Named object pointing entries
======

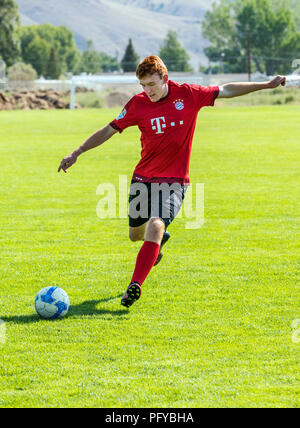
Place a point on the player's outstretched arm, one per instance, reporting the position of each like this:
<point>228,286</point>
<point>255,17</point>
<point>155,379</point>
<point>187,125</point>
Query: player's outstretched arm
<point>231,90</point>
<point>93,141</point>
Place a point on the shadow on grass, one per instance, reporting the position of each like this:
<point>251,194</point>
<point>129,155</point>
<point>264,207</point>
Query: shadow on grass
<point>87,308</point>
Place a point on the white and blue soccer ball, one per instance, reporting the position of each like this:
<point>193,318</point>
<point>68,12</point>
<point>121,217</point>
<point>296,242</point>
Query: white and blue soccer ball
<point>52,303</point>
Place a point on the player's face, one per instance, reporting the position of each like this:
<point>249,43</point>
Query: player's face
<point>155,86</point>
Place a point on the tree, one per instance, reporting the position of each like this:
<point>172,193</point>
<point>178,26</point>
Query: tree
<point>54,66</point>
<point>9,23</point>
<point>250,33</point>
<point>130,59</point>
<point>37,54</point>
<point>90,61</point>
<point>21,71</point>
<point>173,54</point>
<point>60,45</point>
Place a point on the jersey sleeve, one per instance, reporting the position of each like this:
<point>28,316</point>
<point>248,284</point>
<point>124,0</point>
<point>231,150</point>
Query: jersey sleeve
<point>204,96</point>
<point>128,117</point>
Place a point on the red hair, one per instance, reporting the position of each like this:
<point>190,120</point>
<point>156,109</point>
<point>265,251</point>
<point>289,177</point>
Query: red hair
<point>151,65</point>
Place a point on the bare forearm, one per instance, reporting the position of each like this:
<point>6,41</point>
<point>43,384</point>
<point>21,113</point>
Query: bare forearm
<point>94,140</point>
<point>230,90</point>
<point>243,88</point>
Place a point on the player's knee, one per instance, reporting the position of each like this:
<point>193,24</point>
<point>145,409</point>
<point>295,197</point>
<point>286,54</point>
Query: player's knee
<point>156,225</point>
<point>135,236</point>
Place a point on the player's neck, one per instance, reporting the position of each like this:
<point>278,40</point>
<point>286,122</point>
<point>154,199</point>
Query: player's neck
<point>165,92</point>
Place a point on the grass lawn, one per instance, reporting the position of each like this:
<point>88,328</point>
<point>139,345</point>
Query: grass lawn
<point>214,325</point>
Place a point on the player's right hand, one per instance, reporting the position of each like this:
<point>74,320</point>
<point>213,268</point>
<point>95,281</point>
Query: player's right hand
<point>67,162</point>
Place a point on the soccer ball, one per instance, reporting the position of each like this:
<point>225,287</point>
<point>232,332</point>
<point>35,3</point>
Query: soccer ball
<point>52,303</point>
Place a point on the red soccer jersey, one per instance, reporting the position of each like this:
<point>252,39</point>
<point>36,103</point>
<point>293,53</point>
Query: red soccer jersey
<point>167,129</point>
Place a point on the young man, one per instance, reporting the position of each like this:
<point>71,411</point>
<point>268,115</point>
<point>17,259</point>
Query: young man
<point>166,115</point>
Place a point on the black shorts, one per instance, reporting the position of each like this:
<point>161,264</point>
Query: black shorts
<point>147,200</point>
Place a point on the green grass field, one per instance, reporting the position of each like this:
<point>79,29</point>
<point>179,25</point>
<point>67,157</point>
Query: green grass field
<point>214,325</point>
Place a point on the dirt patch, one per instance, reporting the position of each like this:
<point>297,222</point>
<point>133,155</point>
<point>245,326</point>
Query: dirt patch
<point>33,100</point>
<point>117,99</point>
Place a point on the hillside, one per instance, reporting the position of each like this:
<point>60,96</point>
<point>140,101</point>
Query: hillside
<point>110,23</point>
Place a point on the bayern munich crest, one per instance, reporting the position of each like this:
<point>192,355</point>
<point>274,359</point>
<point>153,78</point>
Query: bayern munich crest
<point>179,105</point>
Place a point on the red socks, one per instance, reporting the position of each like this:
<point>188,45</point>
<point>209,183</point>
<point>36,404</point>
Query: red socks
<point>145,261</point>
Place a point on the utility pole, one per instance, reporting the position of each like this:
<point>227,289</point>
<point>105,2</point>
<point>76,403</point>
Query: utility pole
<point>249,55</point>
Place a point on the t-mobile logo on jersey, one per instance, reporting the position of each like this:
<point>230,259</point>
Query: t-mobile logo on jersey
<point>159,123</point>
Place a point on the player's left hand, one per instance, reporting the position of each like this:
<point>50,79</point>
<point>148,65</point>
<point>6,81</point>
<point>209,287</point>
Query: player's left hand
<point>277,81</point>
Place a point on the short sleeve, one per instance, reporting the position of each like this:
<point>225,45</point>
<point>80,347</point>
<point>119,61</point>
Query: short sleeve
<point>204,96</point>
<point>127,117</point>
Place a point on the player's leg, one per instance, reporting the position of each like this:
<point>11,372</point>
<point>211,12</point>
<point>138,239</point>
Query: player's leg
<point>137,233</point>
<point>145,260</point>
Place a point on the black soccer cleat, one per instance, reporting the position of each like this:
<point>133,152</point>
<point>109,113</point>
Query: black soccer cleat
<point>165,239</point>
<point>132,294</point>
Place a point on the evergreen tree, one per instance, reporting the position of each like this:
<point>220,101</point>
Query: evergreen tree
<point>256,30</point>
<point>54,66</point>
<point>9,23</point>
<point>130,59</point>
<point>173,54</point>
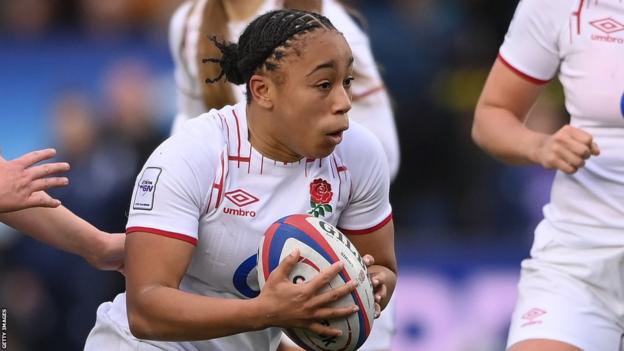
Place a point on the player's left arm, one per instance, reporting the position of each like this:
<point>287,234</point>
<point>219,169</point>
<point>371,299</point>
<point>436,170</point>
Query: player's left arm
<point>377,249</point>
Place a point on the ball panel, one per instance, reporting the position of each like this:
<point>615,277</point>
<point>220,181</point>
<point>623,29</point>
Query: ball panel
<point>320,245</point>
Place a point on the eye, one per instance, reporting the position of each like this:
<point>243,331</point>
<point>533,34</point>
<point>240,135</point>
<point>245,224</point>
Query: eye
<point>347,82</point>
<point>324,86</point>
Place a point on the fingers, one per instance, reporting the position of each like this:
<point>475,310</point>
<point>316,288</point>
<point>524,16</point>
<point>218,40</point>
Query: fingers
<point>41,199</point>
<point>568,149</point>
<point>335,312</point>
<point>47,183</point>
<point>325,276</point>
<point>33,157</point>
<point>323,329</point>
<point>47,169</point>
<point>334,294</point>
<point>286,266</point>
<point>369,260</point>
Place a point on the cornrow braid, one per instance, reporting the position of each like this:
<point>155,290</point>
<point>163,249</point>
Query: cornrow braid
<point>261,40</point>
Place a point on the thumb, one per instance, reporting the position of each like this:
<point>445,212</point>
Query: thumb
<point>286,266</point>
<point>595,150</point>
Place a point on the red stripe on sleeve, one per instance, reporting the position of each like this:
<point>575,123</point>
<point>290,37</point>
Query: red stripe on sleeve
<point>520,73</point>
<point>369,230</point>
<point>183,237</point>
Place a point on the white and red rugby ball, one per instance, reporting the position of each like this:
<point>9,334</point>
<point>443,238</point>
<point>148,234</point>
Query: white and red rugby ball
<point>321,244</point>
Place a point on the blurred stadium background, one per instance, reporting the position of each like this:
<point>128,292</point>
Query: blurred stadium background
<point>93,78</point>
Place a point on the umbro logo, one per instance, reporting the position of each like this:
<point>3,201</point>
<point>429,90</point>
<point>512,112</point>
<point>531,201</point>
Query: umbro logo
<point>608,26</point>
<point>240,198</point>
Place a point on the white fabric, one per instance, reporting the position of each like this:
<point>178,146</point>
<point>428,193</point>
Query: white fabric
<point>371,106</point>
<point>584,42</point>
<point>219,193</point>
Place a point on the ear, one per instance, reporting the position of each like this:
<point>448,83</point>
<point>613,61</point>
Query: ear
<point>261,89</point>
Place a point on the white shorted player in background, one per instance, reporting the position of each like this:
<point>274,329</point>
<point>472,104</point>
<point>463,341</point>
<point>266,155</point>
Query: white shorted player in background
<point>571,290</point>
<point>208,193</point>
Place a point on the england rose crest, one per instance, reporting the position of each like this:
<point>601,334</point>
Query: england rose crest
<point>320,197</point>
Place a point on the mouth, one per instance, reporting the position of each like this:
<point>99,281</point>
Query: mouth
<point>335,137</point>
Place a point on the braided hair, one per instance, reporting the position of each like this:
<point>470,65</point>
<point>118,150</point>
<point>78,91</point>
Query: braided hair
<point>261,44</point>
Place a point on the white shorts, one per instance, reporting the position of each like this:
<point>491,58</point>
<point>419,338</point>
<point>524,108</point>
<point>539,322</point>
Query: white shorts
<point>380,338</point>
<point>572,288</point>
<point>108,335</point>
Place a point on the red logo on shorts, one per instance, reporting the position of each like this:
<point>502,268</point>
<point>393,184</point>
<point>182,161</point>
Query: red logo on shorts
<point>532,316</point>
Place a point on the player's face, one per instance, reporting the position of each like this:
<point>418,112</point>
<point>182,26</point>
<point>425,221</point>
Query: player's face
<point>313,94</point>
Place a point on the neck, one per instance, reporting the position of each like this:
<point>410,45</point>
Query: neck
<point>241,10</point>
<point>262,136</point>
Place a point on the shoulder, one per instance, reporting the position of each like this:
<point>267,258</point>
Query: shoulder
<point>198,142</point>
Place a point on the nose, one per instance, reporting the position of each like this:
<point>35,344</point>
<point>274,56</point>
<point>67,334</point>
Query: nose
<point>342,100</point>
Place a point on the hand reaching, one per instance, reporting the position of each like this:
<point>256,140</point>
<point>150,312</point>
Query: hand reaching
<point>378,277</point>
<point>303,305</point>
<point>566,150</point>
<point>21,182</point>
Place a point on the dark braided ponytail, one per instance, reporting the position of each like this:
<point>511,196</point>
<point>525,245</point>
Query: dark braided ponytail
<point>260,44</point>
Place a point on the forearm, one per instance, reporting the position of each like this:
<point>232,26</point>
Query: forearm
<point>57,227</point>
<point>390,282</point>
<point>503,135</point>
<point>164,313</point>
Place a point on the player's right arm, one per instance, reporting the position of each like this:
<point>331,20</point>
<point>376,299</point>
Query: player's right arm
<point>528,59</point>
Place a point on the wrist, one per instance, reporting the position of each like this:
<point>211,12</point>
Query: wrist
<point>259,315</point>
<point>95,249</point>
<point>535,143</point>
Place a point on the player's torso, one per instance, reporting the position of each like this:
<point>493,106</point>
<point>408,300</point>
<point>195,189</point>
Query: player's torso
<point>591,48</point>
<point>248,194</point>
<point>592,67</point>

======

Written request -
Print the lines starting with the line containing "Place a point on the wrist, one" and continuing through the end of the entries.

Exercise result -
Place a point on the wrist, one per instance, reporting the position of each like this:
<point>211,12</point>
Query: wrist
<point>259,315</point>
<point>95,249</point>
<point>535,143</point>
Place a point on the player's torso, one per instance, reporting the position of each like this:
<point>493,106</point>
<point>408,300</point>
<point>195,189</point>
Query: player's torso
<point>591,48</point>
<point>248,194</point>
<point>592,67</point>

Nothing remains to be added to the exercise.